→ **Enunciado a**
Según el fragmento sobre la educación rural, ¿qué afirman algunos padres, madres y cuidadores acerca del tiempo que sus hijos pasan en la escuela?

→ **Fragmento seleccionado**

Es así como el maestro o la maestra rural crean condiciones de dignificación y de florecimiento humano en varios ámbitos: en primer lugar, en lo que respecta a la comprensión del mal en lo inconfundiblemente rural, en la espacialidad rural, marcada por la lejanía, lo que exige varias horas y varios transportes para llegar a la escuela. En términos de una temporalidad rural asociada con los ritmos del campo (el cuidado del ganado, de la cocina), y unas comprensiones culturales que bien pueden estar en contravía de la función social de la escuela (por caso, los imaginarios sociales de padres, madres y cuidadores que afirman la pérdida de tiempo de sus hijos en la escuela cuando deberían estar trabajando). Esto permite ratificar que la educación rural no es un concepto urbano. Educar en la ruralidad comporta grandes desafíos concernientes a “las condiciones pedagógicas y de calidad con que se oferta este derecho a las comunidades y [relacionados] con las situaciones sociales, culturales, económicas y políticas que enfrentan los niños y las niñas para beneficiarse de esta aparente oportunidad” (Echavarría, Vanegas, González y Bernal, 2019, pág. 18).

→ **Enunciado b**
Reúne todas las líneas del listado que contienen la palabra "wall".

→ **Listado de trabajo**
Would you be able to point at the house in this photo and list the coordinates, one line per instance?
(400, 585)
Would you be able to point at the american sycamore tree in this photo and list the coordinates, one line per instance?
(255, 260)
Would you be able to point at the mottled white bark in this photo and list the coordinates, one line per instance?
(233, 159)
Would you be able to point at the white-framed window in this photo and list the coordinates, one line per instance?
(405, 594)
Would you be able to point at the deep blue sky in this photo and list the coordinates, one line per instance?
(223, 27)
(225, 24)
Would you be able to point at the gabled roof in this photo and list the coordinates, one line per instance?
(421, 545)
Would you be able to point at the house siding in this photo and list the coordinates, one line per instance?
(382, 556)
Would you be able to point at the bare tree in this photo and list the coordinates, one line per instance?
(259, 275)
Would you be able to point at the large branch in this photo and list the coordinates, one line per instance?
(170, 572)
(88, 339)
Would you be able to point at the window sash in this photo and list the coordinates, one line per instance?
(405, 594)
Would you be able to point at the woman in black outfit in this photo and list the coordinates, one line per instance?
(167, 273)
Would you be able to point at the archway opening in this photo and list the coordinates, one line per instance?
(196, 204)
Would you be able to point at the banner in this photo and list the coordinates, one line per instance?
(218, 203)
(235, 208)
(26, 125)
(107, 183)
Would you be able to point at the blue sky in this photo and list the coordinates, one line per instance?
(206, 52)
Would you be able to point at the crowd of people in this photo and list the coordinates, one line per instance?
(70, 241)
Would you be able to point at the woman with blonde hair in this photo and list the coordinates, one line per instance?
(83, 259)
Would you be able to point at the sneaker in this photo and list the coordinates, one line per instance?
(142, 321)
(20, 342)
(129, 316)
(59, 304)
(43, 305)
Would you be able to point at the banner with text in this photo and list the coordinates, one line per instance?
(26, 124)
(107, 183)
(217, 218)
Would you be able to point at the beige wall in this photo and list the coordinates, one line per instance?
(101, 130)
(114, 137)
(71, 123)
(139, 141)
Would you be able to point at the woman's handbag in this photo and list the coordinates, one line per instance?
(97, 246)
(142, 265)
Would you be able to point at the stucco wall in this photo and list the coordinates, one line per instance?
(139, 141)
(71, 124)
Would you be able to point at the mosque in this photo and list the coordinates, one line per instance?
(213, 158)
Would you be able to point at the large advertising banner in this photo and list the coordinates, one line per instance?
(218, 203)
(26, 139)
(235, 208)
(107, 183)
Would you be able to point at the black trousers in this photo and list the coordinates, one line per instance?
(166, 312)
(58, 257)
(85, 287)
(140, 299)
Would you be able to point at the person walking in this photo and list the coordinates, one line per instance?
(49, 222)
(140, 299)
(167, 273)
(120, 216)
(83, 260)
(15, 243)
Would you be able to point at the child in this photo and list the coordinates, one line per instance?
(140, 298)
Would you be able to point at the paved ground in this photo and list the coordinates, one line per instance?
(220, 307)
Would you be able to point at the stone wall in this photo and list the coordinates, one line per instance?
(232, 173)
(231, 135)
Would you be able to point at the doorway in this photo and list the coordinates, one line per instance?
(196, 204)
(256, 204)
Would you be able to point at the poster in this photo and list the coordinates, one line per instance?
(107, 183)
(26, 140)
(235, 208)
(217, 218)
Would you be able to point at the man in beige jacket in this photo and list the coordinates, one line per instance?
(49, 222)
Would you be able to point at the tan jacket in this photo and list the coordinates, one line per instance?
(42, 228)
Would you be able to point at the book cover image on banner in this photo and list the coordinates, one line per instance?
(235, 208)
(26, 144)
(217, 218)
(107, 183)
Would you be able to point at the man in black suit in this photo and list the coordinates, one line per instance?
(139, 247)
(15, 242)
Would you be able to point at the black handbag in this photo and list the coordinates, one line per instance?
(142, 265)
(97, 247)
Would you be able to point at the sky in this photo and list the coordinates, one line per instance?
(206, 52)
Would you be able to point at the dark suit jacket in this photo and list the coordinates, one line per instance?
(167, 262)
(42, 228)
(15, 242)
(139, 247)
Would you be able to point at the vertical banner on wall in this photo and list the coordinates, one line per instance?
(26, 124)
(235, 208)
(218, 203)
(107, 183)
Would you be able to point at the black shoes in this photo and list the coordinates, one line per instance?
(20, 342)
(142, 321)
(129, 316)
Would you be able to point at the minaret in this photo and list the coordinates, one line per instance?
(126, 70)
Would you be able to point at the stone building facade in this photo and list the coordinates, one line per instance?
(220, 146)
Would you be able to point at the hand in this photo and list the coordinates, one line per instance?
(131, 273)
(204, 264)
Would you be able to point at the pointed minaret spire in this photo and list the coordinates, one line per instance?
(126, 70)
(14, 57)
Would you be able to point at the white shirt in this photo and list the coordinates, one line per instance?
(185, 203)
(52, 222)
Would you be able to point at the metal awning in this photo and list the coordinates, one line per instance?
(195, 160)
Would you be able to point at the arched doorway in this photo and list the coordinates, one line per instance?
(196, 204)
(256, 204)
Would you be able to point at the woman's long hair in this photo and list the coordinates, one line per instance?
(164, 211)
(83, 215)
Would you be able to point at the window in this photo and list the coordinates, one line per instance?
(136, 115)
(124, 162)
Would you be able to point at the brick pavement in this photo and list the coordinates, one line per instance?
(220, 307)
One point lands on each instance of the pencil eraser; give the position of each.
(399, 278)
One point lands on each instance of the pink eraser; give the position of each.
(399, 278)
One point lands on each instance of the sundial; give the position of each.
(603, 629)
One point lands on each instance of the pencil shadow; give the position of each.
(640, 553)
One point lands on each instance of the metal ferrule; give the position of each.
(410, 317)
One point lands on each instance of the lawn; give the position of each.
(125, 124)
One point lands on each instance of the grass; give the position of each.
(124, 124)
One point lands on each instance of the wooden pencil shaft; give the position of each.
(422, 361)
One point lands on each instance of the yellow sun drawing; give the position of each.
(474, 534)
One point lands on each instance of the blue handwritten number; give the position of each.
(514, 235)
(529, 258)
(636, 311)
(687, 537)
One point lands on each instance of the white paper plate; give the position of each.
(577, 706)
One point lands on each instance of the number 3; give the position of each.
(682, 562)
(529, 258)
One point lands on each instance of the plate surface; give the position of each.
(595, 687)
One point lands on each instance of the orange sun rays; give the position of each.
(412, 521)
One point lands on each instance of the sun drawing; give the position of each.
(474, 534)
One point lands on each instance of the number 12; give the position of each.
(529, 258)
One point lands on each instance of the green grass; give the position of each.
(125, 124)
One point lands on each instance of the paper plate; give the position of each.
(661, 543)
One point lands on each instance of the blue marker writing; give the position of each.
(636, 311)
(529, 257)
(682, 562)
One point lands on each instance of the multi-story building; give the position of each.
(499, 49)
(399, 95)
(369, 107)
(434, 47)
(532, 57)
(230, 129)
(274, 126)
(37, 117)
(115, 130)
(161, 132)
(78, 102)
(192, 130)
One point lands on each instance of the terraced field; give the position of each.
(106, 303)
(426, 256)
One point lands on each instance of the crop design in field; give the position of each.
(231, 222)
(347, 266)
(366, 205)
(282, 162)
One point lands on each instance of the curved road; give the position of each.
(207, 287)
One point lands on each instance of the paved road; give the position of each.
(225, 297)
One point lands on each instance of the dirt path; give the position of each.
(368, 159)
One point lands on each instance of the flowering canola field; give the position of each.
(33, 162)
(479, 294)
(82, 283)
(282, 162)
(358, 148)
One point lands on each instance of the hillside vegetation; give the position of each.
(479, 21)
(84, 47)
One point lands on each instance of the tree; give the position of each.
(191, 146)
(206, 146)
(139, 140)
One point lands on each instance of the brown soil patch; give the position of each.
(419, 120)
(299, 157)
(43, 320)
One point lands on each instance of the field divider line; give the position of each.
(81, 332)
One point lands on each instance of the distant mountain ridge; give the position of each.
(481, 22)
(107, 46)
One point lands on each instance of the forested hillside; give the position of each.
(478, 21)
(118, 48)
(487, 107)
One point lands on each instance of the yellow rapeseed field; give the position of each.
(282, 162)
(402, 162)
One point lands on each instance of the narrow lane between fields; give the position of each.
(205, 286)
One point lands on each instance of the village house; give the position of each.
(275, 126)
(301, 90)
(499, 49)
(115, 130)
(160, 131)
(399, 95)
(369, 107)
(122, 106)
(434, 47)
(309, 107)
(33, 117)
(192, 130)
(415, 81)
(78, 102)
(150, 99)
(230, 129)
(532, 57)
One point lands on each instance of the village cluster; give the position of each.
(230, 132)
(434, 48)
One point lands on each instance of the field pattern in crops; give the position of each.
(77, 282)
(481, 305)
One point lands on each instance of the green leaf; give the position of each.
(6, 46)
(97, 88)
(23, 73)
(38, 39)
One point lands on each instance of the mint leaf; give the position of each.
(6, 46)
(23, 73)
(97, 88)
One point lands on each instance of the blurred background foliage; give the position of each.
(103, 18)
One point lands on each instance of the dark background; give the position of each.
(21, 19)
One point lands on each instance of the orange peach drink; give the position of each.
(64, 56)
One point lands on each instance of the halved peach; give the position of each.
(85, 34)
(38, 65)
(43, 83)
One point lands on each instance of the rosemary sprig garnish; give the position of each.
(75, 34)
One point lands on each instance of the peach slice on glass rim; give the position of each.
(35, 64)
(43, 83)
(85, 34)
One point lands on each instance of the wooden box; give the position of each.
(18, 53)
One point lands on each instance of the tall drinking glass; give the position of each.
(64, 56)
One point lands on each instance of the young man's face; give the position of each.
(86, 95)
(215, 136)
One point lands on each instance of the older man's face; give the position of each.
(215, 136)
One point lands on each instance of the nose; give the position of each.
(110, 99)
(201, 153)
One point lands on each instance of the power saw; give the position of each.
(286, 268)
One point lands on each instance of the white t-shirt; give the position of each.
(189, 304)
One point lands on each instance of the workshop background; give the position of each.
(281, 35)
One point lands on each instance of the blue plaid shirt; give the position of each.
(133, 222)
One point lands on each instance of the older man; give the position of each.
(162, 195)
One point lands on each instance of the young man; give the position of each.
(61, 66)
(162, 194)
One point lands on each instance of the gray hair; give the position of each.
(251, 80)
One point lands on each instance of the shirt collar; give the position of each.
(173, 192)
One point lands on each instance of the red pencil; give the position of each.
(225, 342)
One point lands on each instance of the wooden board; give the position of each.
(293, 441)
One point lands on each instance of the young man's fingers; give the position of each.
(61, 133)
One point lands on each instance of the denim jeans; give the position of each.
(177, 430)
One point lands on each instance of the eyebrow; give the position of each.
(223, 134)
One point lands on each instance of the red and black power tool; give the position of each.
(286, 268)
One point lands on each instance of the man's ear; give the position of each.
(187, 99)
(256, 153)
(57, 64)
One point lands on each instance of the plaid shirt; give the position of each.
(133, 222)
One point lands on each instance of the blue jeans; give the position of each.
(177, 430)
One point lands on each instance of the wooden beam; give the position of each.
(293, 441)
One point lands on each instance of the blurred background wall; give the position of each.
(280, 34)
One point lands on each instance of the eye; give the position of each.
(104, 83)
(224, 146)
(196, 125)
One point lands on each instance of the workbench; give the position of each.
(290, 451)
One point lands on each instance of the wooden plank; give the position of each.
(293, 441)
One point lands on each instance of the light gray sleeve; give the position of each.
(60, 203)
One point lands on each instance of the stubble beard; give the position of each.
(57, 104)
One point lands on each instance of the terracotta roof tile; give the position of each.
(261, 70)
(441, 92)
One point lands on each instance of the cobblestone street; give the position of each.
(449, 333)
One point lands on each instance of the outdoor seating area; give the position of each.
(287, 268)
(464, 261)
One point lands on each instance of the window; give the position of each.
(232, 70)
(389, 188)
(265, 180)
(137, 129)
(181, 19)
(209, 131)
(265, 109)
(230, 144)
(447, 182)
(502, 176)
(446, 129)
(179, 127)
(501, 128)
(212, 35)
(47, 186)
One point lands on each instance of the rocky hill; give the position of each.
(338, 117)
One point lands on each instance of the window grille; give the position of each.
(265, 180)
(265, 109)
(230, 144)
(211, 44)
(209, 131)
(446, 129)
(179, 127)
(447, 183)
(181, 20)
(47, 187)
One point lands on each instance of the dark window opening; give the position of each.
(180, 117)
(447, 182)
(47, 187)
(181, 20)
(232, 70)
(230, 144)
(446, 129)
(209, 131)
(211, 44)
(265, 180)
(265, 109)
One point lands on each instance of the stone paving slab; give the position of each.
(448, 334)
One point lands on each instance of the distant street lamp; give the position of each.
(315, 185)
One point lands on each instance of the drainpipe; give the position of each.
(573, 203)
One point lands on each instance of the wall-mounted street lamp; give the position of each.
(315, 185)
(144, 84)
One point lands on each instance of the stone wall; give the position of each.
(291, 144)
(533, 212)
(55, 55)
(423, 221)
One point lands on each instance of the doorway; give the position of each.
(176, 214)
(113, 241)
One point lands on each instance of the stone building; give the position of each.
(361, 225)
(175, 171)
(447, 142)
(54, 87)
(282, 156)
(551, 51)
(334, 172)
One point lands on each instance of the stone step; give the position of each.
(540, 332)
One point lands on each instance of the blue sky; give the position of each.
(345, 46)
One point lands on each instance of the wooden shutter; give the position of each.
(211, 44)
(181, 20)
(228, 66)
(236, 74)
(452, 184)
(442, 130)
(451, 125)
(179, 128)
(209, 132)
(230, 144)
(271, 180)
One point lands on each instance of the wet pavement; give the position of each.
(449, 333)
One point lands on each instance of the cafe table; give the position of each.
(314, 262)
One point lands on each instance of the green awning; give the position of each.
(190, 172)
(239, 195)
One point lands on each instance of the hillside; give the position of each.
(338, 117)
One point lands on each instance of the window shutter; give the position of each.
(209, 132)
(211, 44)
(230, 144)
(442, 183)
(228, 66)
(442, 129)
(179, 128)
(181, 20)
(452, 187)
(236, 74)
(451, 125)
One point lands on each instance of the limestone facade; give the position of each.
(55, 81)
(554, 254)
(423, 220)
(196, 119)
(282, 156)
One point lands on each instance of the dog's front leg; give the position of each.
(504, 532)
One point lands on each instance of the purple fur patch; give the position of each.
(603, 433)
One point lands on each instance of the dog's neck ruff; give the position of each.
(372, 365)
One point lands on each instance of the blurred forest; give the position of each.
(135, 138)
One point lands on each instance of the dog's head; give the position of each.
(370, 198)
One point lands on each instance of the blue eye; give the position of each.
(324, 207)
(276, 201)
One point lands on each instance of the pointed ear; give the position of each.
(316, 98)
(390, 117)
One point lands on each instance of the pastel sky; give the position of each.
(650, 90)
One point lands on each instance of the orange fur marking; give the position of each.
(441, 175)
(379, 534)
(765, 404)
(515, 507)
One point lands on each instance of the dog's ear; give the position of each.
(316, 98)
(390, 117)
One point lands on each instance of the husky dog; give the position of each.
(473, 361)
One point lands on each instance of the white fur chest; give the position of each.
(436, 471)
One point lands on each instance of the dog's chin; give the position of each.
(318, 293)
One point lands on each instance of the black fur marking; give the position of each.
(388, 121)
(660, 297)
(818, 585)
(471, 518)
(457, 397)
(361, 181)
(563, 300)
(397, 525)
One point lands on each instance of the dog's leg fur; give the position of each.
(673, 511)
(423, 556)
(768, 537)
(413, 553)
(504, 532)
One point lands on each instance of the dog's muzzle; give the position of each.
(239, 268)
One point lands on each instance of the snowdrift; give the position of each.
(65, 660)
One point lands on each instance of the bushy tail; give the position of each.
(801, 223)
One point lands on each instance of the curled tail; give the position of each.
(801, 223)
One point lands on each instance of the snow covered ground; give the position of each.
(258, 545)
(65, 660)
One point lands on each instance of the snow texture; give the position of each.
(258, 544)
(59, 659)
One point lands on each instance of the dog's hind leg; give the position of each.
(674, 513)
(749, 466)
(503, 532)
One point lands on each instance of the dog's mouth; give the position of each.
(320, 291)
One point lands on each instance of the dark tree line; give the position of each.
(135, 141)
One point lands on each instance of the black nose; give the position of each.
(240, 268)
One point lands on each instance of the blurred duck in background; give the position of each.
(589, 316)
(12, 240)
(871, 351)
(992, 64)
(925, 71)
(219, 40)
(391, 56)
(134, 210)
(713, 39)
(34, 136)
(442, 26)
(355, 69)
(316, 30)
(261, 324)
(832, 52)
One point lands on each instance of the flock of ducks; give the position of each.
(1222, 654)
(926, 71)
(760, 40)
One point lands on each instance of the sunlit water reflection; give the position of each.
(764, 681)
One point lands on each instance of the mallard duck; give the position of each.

→ **Solución desarrollada a**
Que sus hijos pierden el tiempo en la escuela cuando deberían estar trabajando.

→ **Solución desarrollada b**
Would you be able to point at the beige wall in this photo and list the coordinates, one line per instance?
Would you be able to point at the stucco wall in this photo and list the coordinates, one line per instance?
Would you be able to point at the stone wall in this photo and list the coordinates, one line per instance?
Would you be able to point at the vertical banner on wall in this photo and list the coordinates, one line per instance?
One point lands on each instance of the blurred background wall; give the position of each.
One point lands on each instance of the wall-mounted street lamp; give the position of each.
One point lands on each instance of the stone wall; give the position of each.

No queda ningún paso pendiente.